### TASK PROMPT:
Each entry in the material below should be reproduced exactly.

### MATERIAL FOR THIS EXERCISE:
<<<<

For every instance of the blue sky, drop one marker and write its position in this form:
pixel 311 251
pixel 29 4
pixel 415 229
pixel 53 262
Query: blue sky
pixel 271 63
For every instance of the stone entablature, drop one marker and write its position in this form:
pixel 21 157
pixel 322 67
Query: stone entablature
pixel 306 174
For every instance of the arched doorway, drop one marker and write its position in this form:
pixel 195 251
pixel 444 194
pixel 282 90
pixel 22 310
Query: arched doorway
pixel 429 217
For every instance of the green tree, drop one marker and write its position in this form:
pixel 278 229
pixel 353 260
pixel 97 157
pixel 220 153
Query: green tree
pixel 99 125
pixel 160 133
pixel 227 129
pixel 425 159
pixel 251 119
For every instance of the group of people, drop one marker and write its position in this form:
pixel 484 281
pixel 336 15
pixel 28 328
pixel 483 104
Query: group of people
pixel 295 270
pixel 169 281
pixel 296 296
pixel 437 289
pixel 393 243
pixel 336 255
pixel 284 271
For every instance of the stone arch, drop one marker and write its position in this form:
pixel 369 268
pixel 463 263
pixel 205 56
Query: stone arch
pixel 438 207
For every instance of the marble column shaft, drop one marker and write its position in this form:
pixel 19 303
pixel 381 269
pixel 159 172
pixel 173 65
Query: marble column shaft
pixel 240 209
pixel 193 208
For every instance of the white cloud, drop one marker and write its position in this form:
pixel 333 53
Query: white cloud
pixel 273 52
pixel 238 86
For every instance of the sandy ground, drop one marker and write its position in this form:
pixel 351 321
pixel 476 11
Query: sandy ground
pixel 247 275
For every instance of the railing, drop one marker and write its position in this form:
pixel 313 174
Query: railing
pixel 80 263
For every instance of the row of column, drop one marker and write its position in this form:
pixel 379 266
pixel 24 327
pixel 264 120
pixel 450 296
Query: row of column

>>>>

### RESPONSE:
For every instance of the blue sky, drop one marker and write its position in this form:
pixel 311 251
pixel 29 4
pixel 415 229
pixel 53 262
Query: blue sky
pixel 271 63
For every instance of the stone entablature, drop one marker and write its position in this form:
pixel 21 157
pixel 322 67
Query: stone entablature
pixel 306 174
For every instance of the arched doorway, drop one marker and write its position in this form:
pixel 195 251
pixel 444 194
pixel 282 90
pixel 22 310
Query: arched doorway
pixel 429 217
For every instance of the green tree, drop one marker and write its position in this form:
pixel 278 229
pixel 353 260
pixel 97 157
pixel 220 153
Query: green tree
pixel 99 125
pixel 160 133
pixel 227 129
pixel 425 159
pixel 251 119
For every instance of the group of people, drop one marker and write its position in this form:
pixel 484 281
pixel 336 15
pixel 28 328
pixel 483 104
Query: group of people
pixel 295 270
pixel 169 281
pixel 296 296
pixel 437 289
pixel 393 243
pixel 336 255
pixel 284 271
For every instance of the stone arch, drop one marker and write its position in this form:
pixel 369 268
pixel 463 263
pixel 205 56
Query: stone arch
pixel 438 207
For every instance of the marble column shaft, drop one marker and write its position in this form:
pixel 19 303
pixel 381 269
pixel 159 172
pixel 173 65
Query: marble column shaft
pixel 240 209
pixel 193 208
For every instance of the white cloud, drop one marker and write its position in this form:
pixel 333 53
Query: white cloud
pixel 273 52
pixel 238 86
For every instance of the sandy ground, drop one marker and write its position in this form:
pixel 351 321
pixel 476 11
Query: sandy ground
pixel 247 275
For every instance of the railing, drop one marker and write its position in this form:
pixel 313 174
Query: railing
pixel 80 263
For every instance of the row of column, drop one marker and write its position in this form:
pixel 379 266
pixel 24 327
pixel 264 120
pixel 450 296
Query: row of column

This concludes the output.